Nothing but the lines from the one containing "Reviewer note: every instance of the black polo" through the last line should be written out, please, exactly as they stand.

*Material shown:*
____________

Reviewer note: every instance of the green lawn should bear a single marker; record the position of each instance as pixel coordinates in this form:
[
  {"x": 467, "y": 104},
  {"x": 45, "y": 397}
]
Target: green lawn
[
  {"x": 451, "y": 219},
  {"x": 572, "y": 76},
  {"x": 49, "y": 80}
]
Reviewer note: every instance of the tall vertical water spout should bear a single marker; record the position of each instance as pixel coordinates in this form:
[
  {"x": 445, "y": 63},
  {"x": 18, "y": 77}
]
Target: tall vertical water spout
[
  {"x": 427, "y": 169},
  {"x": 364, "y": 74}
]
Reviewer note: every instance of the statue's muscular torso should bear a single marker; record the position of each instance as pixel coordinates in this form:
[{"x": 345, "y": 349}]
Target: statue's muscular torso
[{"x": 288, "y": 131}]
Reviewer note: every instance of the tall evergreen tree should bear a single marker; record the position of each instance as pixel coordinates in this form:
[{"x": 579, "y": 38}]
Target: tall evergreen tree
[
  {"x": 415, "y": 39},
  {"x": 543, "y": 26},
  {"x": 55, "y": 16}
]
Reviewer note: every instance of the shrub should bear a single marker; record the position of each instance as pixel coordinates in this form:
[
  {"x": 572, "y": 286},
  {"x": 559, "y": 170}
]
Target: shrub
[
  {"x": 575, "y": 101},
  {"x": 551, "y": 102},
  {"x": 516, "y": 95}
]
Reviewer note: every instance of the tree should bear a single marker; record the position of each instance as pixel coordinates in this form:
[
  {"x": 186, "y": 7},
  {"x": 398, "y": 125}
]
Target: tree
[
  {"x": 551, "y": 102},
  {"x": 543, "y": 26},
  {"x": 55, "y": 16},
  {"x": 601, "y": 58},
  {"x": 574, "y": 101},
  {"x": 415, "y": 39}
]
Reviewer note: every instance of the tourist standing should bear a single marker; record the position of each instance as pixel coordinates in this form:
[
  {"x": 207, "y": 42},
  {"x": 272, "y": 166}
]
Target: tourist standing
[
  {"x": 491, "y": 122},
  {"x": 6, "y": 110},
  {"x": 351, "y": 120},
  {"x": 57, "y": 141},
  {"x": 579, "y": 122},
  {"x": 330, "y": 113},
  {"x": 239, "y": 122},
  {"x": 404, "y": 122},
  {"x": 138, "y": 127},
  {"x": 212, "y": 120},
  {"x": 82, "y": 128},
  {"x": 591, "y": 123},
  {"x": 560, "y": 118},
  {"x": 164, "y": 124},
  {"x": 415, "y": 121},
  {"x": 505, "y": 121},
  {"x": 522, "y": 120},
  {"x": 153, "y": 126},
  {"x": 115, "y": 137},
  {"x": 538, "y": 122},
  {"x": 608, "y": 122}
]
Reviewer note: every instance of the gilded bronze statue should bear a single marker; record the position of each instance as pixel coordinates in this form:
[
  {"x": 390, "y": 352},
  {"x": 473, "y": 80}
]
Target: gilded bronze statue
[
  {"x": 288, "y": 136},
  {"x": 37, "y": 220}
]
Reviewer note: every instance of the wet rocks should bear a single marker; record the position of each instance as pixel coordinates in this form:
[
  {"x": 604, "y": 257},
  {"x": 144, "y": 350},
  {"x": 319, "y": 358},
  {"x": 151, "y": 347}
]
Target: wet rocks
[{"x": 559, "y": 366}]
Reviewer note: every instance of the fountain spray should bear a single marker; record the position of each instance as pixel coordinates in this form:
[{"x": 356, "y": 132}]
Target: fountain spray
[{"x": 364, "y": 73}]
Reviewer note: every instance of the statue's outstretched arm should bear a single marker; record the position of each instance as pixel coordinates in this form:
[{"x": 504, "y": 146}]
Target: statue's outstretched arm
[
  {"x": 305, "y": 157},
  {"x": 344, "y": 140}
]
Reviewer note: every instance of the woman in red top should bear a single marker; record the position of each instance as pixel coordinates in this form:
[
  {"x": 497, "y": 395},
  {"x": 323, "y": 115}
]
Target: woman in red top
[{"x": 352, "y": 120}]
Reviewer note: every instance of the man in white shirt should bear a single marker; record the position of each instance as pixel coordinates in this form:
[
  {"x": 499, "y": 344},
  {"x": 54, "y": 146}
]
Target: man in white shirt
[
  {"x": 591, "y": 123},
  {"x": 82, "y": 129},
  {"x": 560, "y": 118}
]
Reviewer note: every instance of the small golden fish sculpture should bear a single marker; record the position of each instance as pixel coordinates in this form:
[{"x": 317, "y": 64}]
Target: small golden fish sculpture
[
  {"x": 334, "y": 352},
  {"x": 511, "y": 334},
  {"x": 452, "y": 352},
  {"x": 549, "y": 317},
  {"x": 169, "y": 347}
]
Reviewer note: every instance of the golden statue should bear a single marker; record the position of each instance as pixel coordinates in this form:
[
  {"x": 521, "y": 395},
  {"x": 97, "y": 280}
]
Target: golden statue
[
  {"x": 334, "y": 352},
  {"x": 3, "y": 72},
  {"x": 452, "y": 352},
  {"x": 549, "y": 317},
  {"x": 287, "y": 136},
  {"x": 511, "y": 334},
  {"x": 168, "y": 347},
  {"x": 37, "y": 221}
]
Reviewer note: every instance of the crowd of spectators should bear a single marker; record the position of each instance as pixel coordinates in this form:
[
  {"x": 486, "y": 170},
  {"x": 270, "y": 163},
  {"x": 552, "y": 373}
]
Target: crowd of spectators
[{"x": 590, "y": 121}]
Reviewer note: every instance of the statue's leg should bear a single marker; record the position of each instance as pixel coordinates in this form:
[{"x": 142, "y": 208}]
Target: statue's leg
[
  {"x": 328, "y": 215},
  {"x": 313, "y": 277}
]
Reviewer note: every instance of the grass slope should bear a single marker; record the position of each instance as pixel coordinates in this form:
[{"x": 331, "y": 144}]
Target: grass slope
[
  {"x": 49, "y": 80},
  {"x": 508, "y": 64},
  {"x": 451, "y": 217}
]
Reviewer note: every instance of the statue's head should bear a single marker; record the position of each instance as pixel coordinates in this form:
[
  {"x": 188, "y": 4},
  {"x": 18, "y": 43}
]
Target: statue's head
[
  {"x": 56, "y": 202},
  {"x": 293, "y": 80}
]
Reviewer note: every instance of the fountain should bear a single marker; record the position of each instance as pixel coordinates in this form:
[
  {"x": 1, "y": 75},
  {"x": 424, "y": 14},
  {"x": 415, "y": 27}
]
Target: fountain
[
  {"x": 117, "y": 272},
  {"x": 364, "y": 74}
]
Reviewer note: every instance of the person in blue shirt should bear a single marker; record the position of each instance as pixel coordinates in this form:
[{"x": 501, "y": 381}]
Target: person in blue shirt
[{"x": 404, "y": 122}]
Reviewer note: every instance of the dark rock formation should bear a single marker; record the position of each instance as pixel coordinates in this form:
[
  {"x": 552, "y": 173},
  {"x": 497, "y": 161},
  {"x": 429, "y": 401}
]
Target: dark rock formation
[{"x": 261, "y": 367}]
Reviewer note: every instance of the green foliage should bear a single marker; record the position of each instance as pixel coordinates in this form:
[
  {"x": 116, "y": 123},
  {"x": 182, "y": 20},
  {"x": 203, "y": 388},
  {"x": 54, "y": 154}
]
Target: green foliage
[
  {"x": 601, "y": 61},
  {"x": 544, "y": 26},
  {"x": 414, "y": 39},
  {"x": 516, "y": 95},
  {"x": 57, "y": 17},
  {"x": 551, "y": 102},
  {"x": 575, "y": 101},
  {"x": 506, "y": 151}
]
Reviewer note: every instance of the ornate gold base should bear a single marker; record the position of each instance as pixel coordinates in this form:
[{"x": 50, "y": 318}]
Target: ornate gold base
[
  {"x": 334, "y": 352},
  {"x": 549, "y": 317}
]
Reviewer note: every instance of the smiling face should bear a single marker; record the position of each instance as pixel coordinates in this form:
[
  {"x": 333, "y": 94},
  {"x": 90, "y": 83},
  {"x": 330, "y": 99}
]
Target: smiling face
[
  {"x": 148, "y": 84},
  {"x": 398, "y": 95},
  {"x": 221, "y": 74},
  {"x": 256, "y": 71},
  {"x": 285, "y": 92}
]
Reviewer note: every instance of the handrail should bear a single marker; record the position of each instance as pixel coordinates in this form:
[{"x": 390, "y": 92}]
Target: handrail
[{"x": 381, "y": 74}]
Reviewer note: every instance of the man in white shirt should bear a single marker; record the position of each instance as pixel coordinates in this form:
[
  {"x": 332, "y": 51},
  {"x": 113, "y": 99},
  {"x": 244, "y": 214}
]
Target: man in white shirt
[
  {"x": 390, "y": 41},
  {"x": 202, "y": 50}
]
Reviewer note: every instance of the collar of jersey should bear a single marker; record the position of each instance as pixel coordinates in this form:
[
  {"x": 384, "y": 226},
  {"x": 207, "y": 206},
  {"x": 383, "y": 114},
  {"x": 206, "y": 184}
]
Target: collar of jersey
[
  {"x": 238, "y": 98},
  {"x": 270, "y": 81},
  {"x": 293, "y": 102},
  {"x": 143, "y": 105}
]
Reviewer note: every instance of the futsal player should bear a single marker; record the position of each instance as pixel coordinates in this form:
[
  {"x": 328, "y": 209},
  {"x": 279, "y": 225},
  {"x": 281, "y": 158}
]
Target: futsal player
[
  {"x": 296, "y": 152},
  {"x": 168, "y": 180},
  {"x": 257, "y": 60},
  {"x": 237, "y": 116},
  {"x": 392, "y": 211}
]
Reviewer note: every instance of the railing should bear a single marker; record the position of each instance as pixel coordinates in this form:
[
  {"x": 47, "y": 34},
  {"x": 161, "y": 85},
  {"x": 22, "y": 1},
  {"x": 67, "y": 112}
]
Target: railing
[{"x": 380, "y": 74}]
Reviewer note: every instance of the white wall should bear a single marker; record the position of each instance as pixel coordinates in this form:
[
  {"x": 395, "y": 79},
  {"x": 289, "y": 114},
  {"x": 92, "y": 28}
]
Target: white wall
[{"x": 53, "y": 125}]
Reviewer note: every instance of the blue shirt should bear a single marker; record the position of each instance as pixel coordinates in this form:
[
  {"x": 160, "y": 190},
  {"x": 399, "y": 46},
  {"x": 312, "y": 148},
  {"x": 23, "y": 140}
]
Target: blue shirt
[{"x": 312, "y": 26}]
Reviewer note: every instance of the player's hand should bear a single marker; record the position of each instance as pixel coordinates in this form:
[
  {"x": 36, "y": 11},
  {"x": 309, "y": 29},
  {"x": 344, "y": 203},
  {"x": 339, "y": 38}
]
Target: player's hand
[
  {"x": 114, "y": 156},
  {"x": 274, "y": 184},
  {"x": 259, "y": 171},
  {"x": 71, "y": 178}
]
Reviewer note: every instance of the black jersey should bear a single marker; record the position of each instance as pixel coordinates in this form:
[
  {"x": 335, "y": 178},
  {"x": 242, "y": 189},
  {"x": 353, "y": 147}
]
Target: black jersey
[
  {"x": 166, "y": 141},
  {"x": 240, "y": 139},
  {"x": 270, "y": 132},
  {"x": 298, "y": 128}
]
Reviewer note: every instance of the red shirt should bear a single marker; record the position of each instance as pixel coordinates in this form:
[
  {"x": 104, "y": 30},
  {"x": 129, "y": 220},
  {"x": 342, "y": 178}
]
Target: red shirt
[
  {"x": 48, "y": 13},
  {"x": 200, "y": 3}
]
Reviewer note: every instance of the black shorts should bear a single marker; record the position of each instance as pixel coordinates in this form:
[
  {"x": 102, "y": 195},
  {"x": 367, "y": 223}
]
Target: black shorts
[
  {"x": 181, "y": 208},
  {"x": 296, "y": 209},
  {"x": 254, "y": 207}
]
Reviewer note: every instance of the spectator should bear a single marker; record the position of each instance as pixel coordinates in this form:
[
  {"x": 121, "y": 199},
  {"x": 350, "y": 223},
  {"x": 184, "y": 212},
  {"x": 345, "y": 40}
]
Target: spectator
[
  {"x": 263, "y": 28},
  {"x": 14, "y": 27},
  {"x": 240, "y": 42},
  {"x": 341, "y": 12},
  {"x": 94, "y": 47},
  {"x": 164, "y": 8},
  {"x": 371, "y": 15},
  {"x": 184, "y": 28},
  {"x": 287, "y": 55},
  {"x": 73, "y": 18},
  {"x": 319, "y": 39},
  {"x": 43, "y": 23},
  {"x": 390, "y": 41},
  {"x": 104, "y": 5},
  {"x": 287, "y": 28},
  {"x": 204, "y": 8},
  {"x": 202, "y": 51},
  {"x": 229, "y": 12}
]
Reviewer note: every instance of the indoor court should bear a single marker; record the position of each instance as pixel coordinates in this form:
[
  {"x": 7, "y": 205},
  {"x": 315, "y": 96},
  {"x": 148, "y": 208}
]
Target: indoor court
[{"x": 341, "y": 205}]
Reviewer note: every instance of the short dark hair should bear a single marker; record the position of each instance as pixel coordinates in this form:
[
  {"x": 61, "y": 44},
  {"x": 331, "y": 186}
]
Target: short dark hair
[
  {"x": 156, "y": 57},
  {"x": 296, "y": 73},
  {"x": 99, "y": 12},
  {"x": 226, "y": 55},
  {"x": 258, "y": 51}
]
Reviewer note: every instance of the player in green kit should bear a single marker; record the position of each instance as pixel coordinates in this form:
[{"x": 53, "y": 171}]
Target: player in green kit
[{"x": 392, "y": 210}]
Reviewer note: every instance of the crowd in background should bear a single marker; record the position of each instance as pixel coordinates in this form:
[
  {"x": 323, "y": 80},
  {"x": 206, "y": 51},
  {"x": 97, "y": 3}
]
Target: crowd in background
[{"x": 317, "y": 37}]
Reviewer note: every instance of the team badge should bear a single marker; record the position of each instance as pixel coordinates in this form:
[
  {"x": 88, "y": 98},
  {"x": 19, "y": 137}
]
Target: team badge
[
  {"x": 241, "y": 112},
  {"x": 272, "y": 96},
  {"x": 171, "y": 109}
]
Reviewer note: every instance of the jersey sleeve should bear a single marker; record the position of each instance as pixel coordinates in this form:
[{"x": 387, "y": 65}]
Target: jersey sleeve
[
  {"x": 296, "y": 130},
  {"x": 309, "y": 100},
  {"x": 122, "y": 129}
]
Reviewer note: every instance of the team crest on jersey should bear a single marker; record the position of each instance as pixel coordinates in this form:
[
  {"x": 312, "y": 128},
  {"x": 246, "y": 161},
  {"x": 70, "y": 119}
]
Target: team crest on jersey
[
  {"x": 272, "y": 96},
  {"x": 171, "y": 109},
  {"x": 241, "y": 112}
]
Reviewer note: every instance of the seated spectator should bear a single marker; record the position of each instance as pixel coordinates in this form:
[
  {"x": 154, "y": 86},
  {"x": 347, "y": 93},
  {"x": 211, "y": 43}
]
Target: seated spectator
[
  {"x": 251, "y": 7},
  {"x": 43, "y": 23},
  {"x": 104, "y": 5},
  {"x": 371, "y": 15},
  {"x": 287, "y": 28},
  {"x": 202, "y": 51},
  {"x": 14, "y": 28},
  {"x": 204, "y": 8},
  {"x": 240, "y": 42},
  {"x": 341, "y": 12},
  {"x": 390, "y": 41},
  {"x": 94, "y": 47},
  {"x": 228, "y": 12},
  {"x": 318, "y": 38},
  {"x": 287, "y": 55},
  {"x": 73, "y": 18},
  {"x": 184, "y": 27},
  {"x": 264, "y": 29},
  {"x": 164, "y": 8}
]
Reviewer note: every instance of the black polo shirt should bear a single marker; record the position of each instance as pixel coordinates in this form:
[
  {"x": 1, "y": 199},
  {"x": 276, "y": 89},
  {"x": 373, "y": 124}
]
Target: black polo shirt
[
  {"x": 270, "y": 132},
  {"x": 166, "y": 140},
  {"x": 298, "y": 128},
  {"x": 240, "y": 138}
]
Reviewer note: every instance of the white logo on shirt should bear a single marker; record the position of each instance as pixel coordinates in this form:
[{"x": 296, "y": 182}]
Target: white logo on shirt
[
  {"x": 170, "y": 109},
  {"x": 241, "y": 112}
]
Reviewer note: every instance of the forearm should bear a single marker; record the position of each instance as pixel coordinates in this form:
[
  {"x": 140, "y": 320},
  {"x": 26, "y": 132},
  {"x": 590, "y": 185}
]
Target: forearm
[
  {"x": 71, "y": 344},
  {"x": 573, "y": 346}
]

____________

*Problem solution:*
Reviewer note: every instance of the black polo shirt should bear a single marker; record the position of each instance as pixel coordinates in this form:
[
  {"x": 1, "y": 199},
  {"x": 276, "y": 89},
  {"x": 373, "y": 124}
]
Target: black polo shirt
[
  {"x": 270, "y": 132},
  {"x": 166, "y": 140},
  {"x": 298, "y": 128},
  {"x": 240, "y": 138}
]
Reviewer note: every instance of the white logo on shirt should bear a single marker; record the position of each instance as pixel coordinates in this form:
[{"x": 296, "y": 182}]
Target: white logo on shirt
[
  {"x": 170, "y": 109},
  {"x": 241, "y": 112}
]
Reviewer note: every instance of the forearm should bear a single marker; record the position of each instance as pixel coordinates in this form:
[
  {"x": 140, "y": 320},
  {"x": 26, "y": 132},
  {"x": 590, "y": 185}
]
Target: forearm
[
  {"x": 71, "y": 344},
  {"x": 573, "y": 346}
]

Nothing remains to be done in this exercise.